- Location: County Kildare, Ireland
- Nearest city: Newbridge
- Coordinates: 53°11′47″N 6°32′07″W﻿ / ﻿53.1965°N 6.53541°W
- Area: 4.1 hectares (10 acres)
- Governing body: National Parks and Wildlife Service

= Red Bog =

Ecological site in County Kildare, Ireland

The Red Bog (Irish: an Mhóin Rua) Special Area of Conservation or SAC is a Natura 2000 site in County Kildare, close to the town of Blessington in County Wicklow, Ireland. The qualifying interests by which it is protected as an SAC are the presence of a specific habitat type: transitional mires and quaking bogs.

== Location ==
The Red Bog SAC is located close to Blessington, County Wicklow, in the townland of Redbog, County Kildare. Schedule 1 of the Statutory Instrument for this site (S.I. No. 76/2018) identifies it as encompassing an area of 4.1 hectares.

• Saved data entries
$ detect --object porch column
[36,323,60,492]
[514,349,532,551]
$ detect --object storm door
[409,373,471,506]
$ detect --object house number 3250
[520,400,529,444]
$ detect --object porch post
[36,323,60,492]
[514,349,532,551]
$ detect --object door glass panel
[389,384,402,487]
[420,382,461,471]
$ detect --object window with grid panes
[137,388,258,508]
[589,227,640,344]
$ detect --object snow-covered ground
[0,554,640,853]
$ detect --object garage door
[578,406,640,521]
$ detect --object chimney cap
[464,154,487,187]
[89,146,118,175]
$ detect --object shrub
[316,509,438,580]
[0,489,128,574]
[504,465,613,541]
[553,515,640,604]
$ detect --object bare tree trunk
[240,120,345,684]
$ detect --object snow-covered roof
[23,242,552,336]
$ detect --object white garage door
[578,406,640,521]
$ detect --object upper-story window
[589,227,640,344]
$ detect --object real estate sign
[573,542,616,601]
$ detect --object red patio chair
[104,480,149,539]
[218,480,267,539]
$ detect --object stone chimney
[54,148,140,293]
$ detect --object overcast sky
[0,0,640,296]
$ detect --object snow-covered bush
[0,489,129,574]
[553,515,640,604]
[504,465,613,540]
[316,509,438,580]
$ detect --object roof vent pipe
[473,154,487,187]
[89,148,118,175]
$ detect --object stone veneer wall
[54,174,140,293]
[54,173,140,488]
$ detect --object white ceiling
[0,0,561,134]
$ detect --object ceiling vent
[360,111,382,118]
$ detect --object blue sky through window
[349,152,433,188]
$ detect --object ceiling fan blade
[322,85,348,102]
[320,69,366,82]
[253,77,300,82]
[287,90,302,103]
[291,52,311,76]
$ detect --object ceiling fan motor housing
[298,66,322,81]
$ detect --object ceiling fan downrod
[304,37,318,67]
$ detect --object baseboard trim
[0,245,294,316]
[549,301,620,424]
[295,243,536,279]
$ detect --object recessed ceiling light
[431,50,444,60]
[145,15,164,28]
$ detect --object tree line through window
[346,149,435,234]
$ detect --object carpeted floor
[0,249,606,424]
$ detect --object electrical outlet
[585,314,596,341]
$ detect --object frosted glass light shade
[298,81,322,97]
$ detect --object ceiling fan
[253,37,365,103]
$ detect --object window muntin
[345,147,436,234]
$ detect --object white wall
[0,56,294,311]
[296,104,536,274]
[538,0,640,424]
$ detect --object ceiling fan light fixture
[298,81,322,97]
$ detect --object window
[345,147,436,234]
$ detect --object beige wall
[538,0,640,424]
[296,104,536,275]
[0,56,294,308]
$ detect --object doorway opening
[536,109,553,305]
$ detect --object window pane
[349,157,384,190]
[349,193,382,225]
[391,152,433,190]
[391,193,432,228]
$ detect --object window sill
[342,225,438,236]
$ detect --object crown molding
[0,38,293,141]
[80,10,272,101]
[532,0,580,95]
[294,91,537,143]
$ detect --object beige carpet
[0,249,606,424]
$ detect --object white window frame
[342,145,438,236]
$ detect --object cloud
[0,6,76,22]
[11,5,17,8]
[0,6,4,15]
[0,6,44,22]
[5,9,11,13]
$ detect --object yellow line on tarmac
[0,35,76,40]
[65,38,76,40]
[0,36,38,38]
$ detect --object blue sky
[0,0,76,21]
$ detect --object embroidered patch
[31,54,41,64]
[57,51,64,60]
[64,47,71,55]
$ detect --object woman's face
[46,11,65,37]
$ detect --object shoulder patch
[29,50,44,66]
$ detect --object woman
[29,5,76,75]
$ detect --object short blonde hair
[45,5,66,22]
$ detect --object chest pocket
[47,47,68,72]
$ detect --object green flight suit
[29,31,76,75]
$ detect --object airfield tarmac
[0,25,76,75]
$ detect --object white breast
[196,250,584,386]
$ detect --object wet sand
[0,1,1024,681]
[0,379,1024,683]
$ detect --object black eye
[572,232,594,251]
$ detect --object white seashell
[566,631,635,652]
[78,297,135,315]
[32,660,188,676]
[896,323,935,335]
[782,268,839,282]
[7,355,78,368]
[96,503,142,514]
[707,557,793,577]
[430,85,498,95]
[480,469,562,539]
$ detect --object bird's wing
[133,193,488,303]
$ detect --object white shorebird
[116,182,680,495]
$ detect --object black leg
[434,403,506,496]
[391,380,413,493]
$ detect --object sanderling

• Task requirements
(1) According to the Red Bog text, what habitat type is the qualifying interest for which the site is protected as an SAC?
(2) Rewrite part of the records as a Markdown table with the columns Row and Entry, omitting blank lines. Begin at the line in the records that has "bare tree trunk" and stop after the line that has "[0,0,561,134]".
The records have no connection to the Red Bog text above.

• Completed exercise
(1) Transitional mires and quaking bogs.

(2)
| Row | Entry |
|---|---|
| 1 | $ detect --object bare tree trunk |
| 2 | [240,120,345,684] |
| 3 | $ detect --object snow-covered roof |
| 4 | [23,242,552,336] |
| 5 | $ detect --object white garage door |
| 6 | [578,406,640,521] |
| 7 | $ detect --object upper-story window |
| 8 | [589,227,640,344] |
| 9 | $ detect --object real estate sign |
| 10 | [573,542,616,601] |
| 11 | $ detect --object red patio chair |
| 12 | [104,480,149,539] |
| 13 | [218,480,267,539] |
| 14 | $ detect --object stone chimney |
| 15 | [54,148,140,293] |
| 16 | $ detect --object overcast sky |
| 17 | [0,0,640,296] |
| 18 | $ detect --object snow-covered bush |
| 19 | [0,489,129,574] |
| 20 | [553,515,640,604] |
| 21 | [504,465,613,540] |
| 22 | [316,509,438,580] |
| 23 | $ detect --object roof vent pipe |
| 24 | [473,154,487,187] |
| 25 | [89,148,118,175] |
| 26 | $ detect --object stone veneer wall |
| 27 | [54,174,140,293] |
| 28 | [54,173,140,488] |
| 29 | $ detect --object white ceiling |
| 30 | [0,0,561,134] |